ASSOCIATED DEPOSIT TYPES: Spatially associated with disseminated or fracture-related Cu, Pb, Zn, Fe deposits of unknown origin and barite and gypsum (F02) deposits.
COMMENTS: Colombia-type emerald deposits differ from the classical schist-hosted emerald deposits (Q07) in many ways. They are not spatially related to known granite intrusions or pegmatites, they are not hosted by mafic/ultramafic rocks, and are emplaced in non-metamorphosed rocks. Green beryls, where vanadium is the source of colour, are described at Eidsvoll deposit (Norway) where pegmatite cuts bituminous schists. Such deposits may be better classified as pegmatite-hosted.
EXPLORATION GUIDES
GEOCHEMICAL SIGNATURE:
Black shales within the tectonic blocks are depleted in
REE, Li, Mo, Ba, Zn, V and Cr. The albitized zones contain total REE<40
ppm while unaltered shales have total REE values of 190 ppm. Stream
sediments associated with altered shales have low K/Na ratio. Soils
overlying the deposits may have also low K/Na ratio. GEOPHYSICAL SIGNATURE: Geophysics may be successfully used to localize major faults where outcrops are lacking. The berylometer, has applications in ground exploration.

= GIVEN PROBLEM A =
Please list every element or element group that the emerald deposit description says black shales within the tectonic blocks are depleted in.
= GIVEN PROBLEM B =
Gather each line of the entries that contains the string "blue".
The entries that follow are unrelated to the emerald deposit description.

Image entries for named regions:
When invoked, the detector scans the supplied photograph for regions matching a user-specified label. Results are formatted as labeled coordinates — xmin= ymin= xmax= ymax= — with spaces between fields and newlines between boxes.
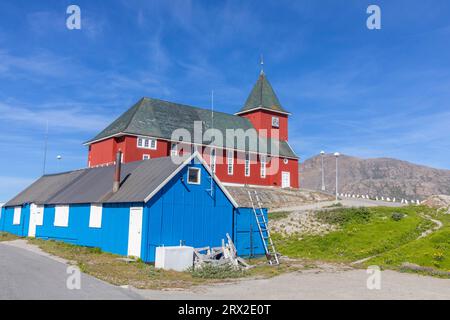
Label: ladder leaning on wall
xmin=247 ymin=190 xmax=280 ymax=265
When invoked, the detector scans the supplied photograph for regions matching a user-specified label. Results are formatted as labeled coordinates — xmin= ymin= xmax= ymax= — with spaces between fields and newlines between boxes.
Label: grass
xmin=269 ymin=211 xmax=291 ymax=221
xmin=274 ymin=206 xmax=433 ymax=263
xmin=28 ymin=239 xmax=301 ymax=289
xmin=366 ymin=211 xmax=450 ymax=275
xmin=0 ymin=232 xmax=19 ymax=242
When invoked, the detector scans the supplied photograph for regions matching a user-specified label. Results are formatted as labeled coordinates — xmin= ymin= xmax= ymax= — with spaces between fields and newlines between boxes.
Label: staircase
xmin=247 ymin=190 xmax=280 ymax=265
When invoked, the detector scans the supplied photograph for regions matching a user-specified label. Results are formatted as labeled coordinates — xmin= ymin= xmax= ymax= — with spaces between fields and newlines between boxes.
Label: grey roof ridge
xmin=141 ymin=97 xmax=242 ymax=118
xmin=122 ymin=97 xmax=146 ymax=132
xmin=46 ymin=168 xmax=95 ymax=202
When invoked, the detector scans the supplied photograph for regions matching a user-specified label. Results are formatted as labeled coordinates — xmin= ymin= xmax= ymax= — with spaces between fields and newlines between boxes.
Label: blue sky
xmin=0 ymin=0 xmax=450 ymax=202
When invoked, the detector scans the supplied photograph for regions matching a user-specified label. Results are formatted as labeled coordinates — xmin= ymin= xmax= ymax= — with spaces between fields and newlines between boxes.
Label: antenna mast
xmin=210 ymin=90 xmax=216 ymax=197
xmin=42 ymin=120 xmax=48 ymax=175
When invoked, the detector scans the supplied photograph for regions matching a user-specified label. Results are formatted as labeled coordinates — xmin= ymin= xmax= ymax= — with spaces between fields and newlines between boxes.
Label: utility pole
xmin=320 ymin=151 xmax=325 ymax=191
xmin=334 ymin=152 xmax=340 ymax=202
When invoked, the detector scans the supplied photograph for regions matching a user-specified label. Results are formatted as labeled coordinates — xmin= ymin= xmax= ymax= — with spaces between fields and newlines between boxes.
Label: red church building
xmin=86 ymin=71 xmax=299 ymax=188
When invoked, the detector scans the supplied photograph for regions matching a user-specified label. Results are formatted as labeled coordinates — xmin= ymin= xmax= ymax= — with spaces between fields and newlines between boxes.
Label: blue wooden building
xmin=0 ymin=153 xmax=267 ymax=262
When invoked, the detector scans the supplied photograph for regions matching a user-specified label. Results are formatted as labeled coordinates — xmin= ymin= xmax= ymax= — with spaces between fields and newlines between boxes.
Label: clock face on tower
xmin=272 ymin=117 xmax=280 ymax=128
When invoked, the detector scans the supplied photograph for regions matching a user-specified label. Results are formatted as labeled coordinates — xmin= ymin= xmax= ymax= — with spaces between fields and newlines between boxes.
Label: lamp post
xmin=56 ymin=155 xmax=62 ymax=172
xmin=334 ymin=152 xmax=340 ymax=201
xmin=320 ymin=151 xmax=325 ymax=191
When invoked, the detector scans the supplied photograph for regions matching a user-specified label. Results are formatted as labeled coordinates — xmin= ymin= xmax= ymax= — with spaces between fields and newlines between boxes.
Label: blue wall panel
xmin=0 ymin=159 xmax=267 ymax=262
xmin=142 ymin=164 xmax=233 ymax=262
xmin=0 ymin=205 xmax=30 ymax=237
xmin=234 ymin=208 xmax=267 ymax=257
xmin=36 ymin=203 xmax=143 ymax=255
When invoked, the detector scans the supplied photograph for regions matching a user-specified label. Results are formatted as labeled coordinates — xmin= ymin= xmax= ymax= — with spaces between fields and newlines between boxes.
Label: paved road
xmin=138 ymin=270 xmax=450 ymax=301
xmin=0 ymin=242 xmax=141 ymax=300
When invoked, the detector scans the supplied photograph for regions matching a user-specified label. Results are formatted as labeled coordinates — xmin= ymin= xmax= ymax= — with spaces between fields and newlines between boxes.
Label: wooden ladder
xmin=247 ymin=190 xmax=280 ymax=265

= FINAL RESULT A =
REE, Li, Mo, Ba, Zn, V, Cr

= FINAL RESULT B =
Label: blue sky
Label: blue wooden building
Label: blue wall panel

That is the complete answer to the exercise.